## GIVEN INSTRUCTION 1
Decide whether each statement below agrees with the concert review, answering yes or no and quoting the exact words that settle it.
(a) Morrissey's Palace Theatre show was his debut Albany performance.
(b) Jason Spiro took the Last Conspirators photograph.
(c) Mike Watt kept his shirt on during his set.
## GIVEN INSTRUCTION 2
Please write out the concert review from "Additional Mike Watt" up to and including "Denise’s photos from this show here.".
## GIVEN INSTRUCTION 3
Answer these questions using the concert review:
(a) Who wrote the review?
(b) At which venue did Morrissey perform?
(c) On what date was the Valentine's Music Hall show?

## GIVEN PASSAGE
-*-*-
LIVE: Mike Watt & the Missingmen @ Valentine’s Music Hall, 10/18/12

Review and photographs by Kirsten Ferguson. See more of Kirsten’s photos from this show here.
Additional Mike Watt photograph by Jason Spiro. See more of Jason’s photos from this show here.
Last Conspirators photograph by Denise Jordan. See more of Denise’s photos from this show here.
Across town at the Palace Theatre, fans screamed and stormed the stage when Smiths’ singer Morrissey bared his chest during his debut Albany performance. Over at Valentine’s Music Hall on the same night — at a show that unfortunately competed for some of the same fans of ‘80s college rock — bassist Mike Watt stripped his shirt off onstage, too.
-*-*-
## GIVEN DATA
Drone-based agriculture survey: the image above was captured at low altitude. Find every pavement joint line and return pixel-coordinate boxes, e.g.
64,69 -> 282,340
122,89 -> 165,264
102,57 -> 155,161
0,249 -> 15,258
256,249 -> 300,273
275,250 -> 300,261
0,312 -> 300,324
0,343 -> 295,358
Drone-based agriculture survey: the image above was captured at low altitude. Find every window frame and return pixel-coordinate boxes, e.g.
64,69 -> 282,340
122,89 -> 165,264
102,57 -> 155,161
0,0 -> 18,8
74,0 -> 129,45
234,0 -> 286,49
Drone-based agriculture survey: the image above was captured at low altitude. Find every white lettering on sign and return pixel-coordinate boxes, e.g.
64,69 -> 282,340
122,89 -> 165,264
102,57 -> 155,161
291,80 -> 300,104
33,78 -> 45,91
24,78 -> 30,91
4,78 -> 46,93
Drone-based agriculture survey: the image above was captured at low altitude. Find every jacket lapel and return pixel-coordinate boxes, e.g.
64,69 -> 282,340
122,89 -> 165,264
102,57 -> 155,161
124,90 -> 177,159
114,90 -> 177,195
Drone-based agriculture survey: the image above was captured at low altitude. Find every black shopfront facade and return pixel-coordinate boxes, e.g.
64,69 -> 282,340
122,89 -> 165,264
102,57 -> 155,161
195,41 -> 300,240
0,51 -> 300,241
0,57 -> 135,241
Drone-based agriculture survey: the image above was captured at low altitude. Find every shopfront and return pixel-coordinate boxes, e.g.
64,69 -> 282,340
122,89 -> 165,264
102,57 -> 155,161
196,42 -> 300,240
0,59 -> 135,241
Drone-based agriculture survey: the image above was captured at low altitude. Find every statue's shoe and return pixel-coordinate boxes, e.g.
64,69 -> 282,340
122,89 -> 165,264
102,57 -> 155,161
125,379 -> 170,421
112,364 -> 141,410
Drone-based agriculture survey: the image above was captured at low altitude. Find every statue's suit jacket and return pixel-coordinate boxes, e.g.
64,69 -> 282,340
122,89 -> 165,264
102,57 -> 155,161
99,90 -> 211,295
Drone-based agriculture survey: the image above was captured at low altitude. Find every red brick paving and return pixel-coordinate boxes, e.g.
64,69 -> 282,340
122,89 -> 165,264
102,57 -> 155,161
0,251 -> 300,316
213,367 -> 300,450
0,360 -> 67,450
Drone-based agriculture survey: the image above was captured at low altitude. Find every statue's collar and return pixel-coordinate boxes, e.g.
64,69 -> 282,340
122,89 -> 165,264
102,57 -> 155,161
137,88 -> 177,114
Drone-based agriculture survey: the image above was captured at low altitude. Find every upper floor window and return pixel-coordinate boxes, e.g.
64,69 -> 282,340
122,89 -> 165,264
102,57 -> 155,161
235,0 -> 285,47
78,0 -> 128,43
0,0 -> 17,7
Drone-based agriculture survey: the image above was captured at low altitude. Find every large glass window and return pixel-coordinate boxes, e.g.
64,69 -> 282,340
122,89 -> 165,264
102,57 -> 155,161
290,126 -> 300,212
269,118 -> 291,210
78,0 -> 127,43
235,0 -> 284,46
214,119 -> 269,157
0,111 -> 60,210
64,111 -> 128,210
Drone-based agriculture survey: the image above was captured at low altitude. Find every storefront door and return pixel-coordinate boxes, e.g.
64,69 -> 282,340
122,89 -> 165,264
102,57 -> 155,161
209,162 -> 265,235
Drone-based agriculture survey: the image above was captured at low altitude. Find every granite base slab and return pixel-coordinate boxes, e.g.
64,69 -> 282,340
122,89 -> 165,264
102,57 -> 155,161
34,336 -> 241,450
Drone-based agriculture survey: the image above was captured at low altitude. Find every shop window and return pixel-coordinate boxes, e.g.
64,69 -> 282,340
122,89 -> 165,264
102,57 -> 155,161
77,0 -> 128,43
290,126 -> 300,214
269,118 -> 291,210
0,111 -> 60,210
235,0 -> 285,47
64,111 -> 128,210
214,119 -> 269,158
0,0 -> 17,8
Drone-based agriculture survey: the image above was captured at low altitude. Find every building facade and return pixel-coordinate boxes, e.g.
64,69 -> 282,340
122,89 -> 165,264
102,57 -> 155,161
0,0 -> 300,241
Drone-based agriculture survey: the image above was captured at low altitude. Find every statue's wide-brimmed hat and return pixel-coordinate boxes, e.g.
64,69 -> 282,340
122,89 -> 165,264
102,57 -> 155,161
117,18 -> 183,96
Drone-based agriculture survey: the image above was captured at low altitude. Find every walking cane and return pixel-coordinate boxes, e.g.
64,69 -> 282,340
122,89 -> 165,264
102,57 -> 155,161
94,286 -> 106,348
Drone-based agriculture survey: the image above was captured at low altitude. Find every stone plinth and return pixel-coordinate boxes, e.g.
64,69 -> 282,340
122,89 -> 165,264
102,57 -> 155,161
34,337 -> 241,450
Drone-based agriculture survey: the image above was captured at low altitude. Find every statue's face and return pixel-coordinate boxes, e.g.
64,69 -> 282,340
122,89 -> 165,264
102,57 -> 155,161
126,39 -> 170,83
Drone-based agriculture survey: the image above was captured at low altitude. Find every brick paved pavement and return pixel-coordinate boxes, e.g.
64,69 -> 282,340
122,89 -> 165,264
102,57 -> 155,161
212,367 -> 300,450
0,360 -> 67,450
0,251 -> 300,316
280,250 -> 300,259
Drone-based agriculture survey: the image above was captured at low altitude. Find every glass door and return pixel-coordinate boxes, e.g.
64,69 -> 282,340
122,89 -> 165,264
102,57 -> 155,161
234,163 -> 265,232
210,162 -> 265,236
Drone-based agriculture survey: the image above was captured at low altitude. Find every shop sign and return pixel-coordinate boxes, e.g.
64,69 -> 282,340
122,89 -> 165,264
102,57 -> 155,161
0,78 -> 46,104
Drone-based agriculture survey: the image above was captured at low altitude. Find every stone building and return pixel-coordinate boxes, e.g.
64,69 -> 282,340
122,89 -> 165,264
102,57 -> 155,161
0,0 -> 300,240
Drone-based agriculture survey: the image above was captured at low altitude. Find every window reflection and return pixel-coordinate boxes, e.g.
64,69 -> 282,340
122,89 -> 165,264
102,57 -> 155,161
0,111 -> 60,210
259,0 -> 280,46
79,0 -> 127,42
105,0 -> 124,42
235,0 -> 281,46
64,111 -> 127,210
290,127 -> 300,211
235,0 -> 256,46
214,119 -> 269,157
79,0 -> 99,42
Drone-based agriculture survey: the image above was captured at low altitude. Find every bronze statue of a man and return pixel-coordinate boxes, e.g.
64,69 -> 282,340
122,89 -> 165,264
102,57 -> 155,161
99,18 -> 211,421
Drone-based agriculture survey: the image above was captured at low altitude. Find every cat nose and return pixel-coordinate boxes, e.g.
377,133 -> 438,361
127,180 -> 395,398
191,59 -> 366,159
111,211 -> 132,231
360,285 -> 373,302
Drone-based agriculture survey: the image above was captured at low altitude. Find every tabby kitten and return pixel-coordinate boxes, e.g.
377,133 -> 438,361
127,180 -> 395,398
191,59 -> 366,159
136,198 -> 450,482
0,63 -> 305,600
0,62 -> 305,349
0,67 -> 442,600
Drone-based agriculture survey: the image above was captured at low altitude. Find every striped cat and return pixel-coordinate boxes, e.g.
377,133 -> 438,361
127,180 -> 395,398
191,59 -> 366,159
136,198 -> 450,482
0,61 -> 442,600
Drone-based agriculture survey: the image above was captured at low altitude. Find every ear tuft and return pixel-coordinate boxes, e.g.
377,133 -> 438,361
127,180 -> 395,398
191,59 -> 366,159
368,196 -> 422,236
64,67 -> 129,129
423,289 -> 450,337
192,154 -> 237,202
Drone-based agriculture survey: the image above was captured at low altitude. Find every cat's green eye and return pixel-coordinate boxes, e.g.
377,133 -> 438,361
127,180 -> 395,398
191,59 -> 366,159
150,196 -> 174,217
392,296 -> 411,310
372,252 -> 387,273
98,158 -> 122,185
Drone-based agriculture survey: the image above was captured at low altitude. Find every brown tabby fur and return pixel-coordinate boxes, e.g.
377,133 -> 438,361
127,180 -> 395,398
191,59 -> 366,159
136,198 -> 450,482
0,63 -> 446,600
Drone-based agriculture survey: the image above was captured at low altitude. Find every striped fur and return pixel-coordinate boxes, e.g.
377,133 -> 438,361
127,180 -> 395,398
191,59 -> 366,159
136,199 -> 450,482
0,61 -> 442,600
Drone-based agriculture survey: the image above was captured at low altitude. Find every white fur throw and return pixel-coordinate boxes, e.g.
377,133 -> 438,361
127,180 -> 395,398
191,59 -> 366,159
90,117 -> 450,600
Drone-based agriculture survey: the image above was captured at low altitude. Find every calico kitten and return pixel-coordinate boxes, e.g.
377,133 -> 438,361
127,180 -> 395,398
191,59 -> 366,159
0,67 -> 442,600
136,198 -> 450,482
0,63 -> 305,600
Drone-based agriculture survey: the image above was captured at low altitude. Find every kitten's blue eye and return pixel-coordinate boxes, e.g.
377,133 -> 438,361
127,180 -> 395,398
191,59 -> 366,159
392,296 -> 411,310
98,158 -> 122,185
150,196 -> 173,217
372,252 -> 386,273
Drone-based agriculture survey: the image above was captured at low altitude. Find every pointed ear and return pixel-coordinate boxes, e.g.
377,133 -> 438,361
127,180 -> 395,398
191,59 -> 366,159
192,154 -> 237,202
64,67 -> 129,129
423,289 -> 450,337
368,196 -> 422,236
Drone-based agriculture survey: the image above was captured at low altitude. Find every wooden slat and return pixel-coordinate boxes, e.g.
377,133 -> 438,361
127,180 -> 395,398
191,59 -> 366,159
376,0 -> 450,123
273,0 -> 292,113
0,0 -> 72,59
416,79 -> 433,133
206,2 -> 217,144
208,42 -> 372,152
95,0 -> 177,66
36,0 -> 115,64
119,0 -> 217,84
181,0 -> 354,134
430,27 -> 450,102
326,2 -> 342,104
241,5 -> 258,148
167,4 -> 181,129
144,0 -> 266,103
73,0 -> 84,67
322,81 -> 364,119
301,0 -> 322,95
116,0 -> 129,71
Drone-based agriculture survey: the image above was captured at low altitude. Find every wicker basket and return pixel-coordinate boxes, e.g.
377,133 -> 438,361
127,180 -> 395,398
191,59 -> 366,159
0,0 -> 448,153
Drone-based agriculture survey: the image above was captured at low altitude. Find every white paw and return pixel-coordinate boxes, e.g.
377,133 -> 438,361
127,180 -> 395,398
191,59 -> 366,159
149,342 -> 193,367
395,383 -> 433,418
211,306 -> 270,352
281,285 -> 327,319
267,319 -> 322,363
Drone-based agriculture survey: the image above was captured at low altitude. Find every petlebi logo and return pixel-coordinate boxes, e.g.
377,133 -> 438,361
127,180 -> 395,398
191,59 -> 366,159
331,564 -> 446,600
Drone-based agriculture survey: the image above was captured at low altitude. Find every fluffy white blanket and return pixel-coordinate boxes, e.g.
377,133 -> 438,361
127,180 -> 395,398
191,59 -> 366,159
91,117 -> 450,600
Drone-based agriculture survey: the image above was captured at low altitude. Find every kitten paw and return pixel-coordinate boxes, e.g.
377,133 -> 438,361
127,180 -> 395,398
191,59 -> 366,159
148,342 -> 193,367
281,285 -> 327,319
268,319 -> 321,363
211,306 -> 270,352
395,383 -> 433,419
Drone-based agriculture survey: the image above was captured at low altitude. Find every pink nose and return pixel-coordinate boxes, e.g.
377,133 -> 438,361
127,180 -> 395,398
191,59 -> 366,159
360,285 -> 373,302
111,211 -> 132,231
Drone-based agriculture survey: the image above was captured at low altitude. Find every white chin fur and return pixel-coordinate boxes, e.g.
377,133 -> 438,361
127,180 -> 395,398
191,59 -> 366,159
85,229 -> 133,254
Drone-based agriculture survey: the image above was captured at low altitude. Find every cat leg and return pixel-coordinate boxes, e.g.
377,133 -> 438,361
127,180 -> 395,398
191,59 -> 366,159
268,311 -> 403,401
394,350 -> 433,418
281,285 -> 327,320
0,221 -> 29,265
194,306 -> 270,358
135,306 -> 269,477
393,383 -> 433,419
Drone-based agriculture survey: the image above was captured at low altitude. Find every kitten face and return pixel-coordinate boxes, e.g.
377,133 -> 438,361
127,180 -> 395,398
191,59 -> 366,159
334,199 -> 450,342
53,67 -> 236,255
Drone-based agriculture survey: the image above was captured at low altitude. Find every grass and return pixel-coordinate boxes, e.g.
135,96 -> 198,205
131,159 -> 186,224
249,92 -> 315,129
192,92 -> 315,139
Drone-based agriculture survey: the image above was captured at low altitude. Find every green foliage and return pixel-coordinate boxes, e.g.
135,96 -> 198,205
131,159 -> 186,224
-*-*-
## FULL ANSWER 1
(a) Yes: "during his debut Albany performance"
(b) No: "Last Conspirators photograph by Denise Jordan"
(c) No: "bassist Mike Watt stripped his shirt off onstage, too"

## FULL ANSWER 2
Additional Mike Watt photograph by Jason Spiro. See more of Jason’s photos from this show here.
Last Conspirators photograph by Denise Jordan. See more of Denise’s photos from this show here.

## FULL ANSWER 3
(a) Kirsten Ferguson
(b) The Palace Theatre
(c) 10/18/12